Problem to solve: The data beneath this task is to be duplicated exactly, in its entirety.

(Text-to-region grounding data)
=== Begin Enclosure ===

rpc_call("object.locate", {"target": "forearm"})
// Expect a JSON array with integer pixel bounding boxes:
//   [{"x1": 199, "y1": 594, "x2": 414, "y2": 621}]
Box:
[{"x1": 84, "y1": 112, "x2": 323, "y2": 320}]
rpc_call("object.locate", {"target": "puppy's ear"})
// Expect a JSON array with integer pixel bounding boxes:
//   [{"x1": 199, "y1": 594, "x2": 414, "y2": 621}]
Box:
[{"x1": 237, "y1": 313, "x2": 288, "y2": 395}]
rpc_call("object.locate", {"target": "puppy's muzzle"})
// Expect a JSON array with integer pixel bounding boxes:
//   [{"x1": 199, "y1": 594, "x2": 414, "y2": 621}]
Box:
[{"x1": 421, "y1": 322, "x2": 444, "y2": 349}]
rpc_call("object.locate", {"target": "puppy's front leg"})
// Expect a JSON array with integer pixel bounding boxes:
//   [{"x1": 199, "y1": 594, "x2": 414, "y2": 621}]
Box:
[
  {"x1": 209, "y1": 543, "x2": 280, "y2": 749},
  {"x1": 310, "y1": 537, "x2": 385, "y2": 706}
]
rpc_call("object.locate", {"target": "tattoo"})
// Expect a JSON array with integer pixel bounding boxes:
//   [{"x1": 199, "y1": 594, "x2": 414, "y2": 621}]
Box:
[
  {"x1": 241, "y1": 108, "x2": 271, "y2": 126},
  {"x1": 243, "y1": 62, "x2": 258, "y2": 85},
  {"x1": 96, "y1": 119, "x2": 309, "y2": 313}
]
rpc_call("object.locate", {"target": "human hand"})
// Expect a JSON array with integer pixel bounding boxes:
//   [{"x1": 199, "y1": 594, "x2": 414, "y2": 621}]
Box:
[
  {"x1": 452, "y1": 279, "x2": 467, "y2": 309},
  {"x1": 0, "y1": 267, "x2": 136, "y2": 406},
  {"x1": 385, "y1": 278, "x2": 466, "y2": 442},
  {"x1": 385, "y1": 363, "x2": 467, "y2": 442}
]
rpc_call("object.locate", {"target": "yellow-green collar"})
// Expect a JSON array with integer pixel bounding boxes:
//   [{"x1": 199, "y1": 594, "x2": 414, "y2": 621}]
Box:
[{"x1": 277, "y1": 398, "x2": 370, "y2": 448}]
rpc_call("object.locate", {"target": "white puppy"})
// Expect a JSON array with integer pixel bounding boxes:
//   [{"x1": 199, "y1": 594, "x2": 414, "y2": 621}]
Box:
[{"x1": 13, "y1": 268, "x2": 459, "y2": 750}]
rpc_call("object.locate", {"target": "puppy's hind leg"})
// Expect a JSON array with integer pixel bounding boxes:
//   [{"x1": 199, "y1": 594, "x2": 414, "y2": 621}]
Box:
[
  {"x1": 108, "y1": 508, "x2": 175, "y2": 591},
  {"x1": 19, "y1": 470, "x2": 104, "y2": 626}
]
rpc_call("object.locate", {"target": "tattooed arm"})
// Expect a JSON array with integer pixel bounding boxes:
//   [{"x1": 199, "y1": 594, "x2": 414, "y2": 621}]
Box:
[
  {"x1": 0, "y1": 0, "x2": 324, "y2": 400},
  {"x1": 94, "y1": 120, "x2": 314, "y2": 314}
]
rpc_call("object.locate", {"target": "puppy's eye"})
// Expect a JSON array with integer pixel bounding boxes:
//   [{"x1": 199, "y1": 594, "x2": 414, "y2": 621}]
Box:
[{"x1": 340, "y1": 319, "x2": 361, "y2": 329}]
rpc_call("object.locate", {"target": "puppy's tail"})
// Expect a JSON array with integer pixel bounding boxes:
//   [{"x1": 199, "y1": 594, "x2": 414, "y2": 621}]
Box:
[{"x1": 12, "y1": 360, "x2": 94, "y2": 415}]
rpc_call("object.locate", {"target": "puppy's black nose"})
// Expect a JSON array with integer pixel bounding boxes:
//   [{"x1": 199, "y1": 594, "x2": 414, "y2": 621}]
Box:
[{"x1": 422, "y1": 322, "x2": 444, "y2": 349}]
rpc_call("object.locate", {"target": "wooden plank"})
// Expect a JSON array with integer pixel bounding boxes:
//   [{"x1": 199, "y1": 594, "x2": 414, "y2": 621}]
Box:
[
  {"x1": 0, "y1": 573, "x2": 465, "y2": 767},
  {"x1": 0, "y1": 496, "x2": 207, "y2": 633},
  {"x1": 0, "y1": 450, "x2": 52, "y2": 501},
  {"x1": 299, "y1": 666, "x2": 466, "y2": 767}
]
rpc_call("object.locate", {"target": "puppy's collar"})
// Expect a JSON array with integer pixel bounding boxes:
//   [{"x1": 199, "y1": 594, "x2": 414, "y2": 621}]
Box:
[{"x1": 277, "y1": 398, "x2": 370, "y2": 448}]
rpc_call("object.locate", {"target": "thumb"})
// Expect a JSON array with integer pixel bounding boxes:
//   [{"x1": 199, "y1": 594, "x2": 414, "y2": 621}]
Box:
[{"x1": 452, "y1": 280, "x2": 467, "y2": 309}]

=== End Enclosure ===

Response to the exercise:
rpc_call("object.locate", {"target": "forearm"})
// Expect a JSON array with integer pixel bounding boxes:
//   [{"x1": 199, "y1": 594, "x2": 414, "y2": 621}]
Box:
[{"x1": 84, "y1": 112, "x2": 323, "y2": 320}]
rpc_call("object.locate", {"target": "puppy's ear"})
// Expect a JSON array with integer pixel bounding boxes:
//   [{"x1": 199, "y1": 594, "x2": 414, "y2": 621}]
Box:
[{"x1": 237, "y1": 313, "x2": 288, "y2": 395}]
rpc_call("object.locate", {"target": "puppy's muzzle"})
// Expect a JSON array with integer pixel bounding boxes:
//   [{"x1": 199, "y1": 594, "x2": 414, "y2": 621}]
Box:
[{"x1": 421, "y1": 322, "x2": 444, "y2": 349}]
rpc_call("object.locate", {"target": "puppy's front leg"})
// Expect a JSON array with integer pixel bounding boxes:
//   [{"x1": 199, "y1": 594, "x2": 414, "y2": 621}]
Box:
[
  {"x1": 209, "y1": 543, "x2": 280, "y2": 749},
  {"x1": 310, "y1": 537, "x2": 385, "y2": 706}
]
rpc_call("object.locate", {"target": "tattoo"})
// Expect a JSON array with integer pixel bounding boxes:
//   [{"x1": 199, "y1": 594, "x2": 414, "y2": 621}]
Box:
[
  {"x1": 241, "y1": 108, "x2": 271, "y2": 126},
  {"x1": 243, "y1": 62, "x2": 258, "y2": 85},
  {"x1": 96, "y1": 119, "x2": 309, "y2": 313}
]
rpc_call("object.locate", {"target": "human hand"})
// Expect a JSON array with integer pixel bounding boxes:
//   [{"x1": 199, "y1": 594, "x2": 414, "y2": 621}]
Box:
[
  {"x1": 452, "y1": 279, "x2": 467, "y2": 309},
  {"x1": 0, "y1": 267, "x2": 136, "y2": 406},
  {"x1": 385, "y1": 278, "x2": 466, "y2": 442},
  {"x1": 385, "y1": 363, "x2": 467, "y2": 442}
]
rpc_call("object.locate", {"target": "yellow-green collar"})
// Expect a JSON array with integer pixel bounding boxes:
//   [{"x1": 199, "y1": 594, "x2": 414, "y2": 621}]
Box:
[{"x1": 277, "y1": 398, "x2": 370, "y2": 448}]
rpc_call("object.locate", {"target": "white puppy"})
// Expect a JSON array with integer pixel bounding boxes:
//   [{"x1": 199, "y1": 594, "x2": 414, "y2": 621}]
Box:
[{"x1": 13, "y1": 268, "x2": 459, "y2": 750}]
rpc_call("object.locate", {"target": "puppy's hind leg"})
// Expect a JSON array with integer pixel bounding boxes:
//   [{"x1": 199, "y1": 594, "x2": 414, "y2": 621}]
Box:
[
  {"x1": 108, "y1": 508, "x2": 175, "y2": 591},
  {"x1": 19, "y1": 470, "x2": 104, "y2": 626}
]
rpc_call("object.locate", {"target": "tattooed arm"})
// Expect a JSON array with integer pixel bounding boxes:
//   [{"x1": 199, "y1": 594, "x2": 414, "y2": 621}]
Box:
[
  {"x1": 0, "y1": 0, "x2": 324, "y2": 400},
  {"x1": 94, "y1": 120, "x2": 314, "y2": 314}
]
rpc_call("object.locate", {"target": "puppy's eye"})
// Expect a JSON array with integer pixel bounding boxes:
//   [{"x1": 199, "y1": 594, "x2": 414, "y2": 621}]
Box:
[{"x1": 340, "y1": 319, "x2": 361, "y2": 329}]
rpc_call("object.locate", {"target": "puppy's tail"})
// Expect a JSON array with integer pixel bounding boxes:
//   [{"x1": 199, "y1": 594, "x2": 414, "y2": 621}]
Box:
[{"x1": 12, "y1": 360, "x2": 94, "y2": 415}]
rpc_call("object.locate", {"target": "puppy's black nose"})
// Expect a JSON array with integer pixel bounding boxes:
//   [{"x1": 199, "y1": 594, "x2": 414, "y2": 621}]
Box:
[{"x1": 422, "y1": 322, "x2": 444, "y2": 349}]
rpc_call("object.locate", {"target": "wooden plank"})
// Expect a JSON array with integer pixel bounding boxes:
//   [{"x1": 199, "y1": 594, "x2": 414, "y2": 621}]
Box:
[
  {"x1": 0, "y1": 573, "x2": 465, "y2": 767},
  {"x1": 0, "y1": 496, "x2": 207, "y2": 633},
  {"x1": 0, "y1": 450, "x2": 52, "y2": 501},
  {"x1": 299, "y1": 666, "x2": 466, "y2": 767}
]
rpc_call("object.locate", {"target": "puppy's collar"})
// Expect a JSON array with integer pixel bounding boxes:
//   [{"x1": 199, "y1": 594, "x2": 414, "y2": 621}]
Box:
[{"x1": 277, "y1": 398, "x2": 370, "y2": 448}]
rpc_call("object.locate", {"target": "thumb"})
// Expect a JSON array with integer pixel bounding boxes:
//   [{"x1": 199, "y1": 594, "x2": 414, "y2": 621}]
Box:
[{"x1": 452, "y1": 280, "x2": 467, "y2": 309}]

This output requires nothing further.